**Supplied data**.

+ + + +

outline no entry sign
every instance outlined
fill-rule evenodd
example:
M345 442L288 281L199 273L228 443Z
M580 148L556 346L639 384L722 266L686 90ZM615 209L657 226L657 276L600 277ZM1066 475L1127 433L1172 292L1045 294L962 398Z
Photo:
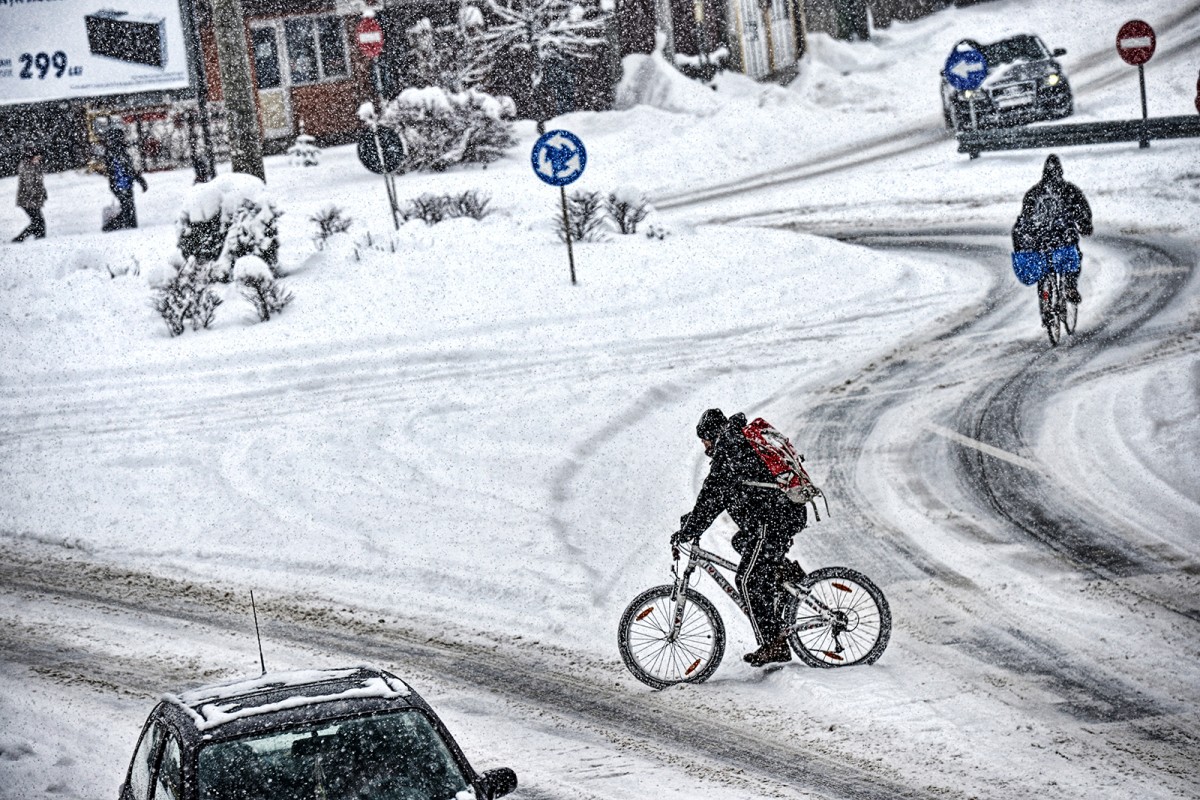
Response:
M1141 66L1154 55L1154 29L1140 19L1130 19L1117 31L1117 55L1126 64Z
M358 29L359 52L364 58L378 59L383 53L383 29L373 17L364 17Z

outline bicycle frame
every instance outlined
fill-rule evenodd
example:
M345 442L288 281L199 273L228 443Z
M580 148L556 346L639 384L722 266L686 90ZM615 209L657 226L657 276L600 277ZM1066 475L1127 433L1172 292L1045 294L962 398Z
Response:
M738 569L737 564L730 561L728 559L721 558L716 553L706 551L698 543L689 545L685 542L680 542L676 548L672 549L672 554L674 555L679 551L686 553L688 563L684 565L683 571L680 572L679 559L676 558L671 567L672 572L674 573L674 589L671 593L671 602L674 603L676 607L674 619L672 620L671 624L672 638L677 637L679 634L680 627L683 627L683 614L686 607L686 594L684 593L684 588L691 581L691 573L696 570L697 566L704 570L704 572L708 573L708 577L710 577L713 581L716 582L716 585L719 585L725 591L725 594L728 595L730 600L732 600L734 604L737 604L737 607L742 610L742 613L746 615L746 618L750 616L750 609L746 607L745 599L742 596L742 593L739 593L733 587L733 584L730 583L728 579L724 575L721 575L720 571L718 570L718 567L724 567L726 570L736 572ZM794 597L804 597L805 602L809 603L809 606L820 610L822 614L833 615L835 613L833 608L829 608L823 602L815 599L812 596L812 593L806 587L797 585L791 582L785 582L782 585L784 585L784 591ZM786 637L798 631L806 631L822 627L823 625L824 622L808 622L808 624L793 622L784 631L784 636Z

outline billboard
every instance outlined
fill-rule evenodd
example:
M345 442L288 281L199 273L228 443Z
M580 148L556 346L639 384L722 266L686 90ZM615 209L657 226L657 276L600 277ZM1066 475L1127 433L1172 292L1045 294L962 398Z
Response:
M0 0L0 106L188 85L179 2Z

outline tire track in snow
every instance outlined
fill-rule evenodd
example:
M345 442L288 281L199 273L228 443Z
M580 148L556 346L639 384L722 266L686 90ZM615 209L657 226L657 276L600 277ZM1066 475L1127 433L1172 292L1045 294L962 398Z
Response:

+ + + +

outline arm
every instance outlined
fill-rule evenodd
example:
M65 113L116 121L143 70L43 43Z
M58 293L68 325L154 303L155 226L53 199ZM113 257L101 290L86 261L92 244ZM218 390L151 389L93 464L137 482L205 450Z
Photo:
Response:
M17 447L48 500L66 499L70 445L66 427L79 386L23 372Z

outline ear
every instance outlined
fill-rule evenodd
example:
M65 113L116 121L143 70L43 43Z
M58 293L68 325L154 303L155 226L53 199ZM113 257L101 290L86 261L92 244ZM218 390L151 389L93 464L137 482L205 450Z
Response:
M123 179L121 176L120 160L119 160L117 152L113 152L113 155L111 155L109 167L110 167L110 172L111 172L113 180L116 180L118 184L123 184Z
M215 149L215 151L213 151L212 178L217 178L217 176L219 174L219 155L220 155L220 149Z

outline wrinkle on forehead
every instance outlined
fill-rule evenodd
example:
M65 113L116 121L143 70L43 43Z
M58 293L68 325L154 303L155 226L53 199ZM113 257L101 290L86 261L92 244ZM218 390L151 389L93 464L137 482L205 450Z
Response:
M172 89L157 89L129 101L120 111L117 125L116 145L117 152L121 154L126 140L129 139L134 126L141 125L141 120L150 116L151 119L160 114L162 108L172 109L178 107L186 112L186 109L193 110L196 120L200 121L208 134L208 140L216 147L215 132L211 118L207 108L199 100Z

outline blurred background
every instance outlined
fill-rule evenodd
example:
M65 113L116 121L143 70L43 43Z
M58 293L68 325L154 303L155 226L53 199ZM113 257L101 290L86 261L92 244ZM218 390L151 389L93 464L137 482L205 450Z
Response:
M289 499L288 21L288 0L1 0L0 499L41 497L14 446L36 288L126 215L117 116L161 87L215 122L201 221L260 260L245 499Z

+ + + +

**Job**. Recast the entries from the line with "outline ear" to the line with "M289 499L288 21L288", both included, as a Markdown table with the columns Row and Text. Number each line in Row and leave out blank lines.

**Full answer**.
| Row | Text |
|---|---|
| 1 | outline ear |
| 2 | every instance outlined |
| 3 | fill-rule evenodd |
| 4 | example: |
| 5 | M65 113L116 121L143 70L43 43Z |
| 6 | M58 293L68 325L154 303L155 226L53 199ZM113 257L101 290L86 261L92 244ZM218 390L151 389L93 464L137 482L205 450Z |
| 7 | Response: |
| 8 | M123 179L121 176L120 160L119 160L117 152L113 152L113 155L111 155L109 167L110 167L110 172L111 172L113 180L116 180L118 184L123 184Z |
| 9 | M215 149L215 151L213 151L212 178L217 178L217 176L219 174L219 155L220 155L220 149Z |
| 10 | outline wrinkle on forehead |
| 11 | every instance outlined |
| 12 | fill-rule evenodd |
| 13 | example: |
| 14 | M65 113L116 121L143 70L43 43Z |
| 15 | M58 293L68 325L154 303L155 226L53 199ZM113 257L101 290L86 261L92 244ZM218 390L151 389L93 464L137 482L205 450Z |
| 16 | Response: |
| 17 | M172 89L157 89L129 101L120 111L117 125L116 145L117 152L121 154L126 140L129 139L134 126L141 125L141 120L150 116L151 119L160 114L162 108L172 109L178 107L186 112L186 109L193 110L196 120L200 121L208 134L208 140L216 147L215 132L211 118L207 108L199 100Z |
| 18 | outline blurred background |
| 19 | every instance outlined |
| 20 | fill-rule evenodd |
| 21 | example: |
| 22 | M65 113L116 121L143 70L43 43Z |
| 23 | M58 293L68 325L154 303L155 226L53 199ZM113 257L101 290L86 261L92 244ZM218 390L151 389L93 464L137 482L205 450Z |
| 24 | Response: |
| 25 | M289 499L288 21L288 0L1 0L0 499L41 497L14 446L36 288L126 215L117 116L161 87L215 122L201 221L260 260L245 499Z |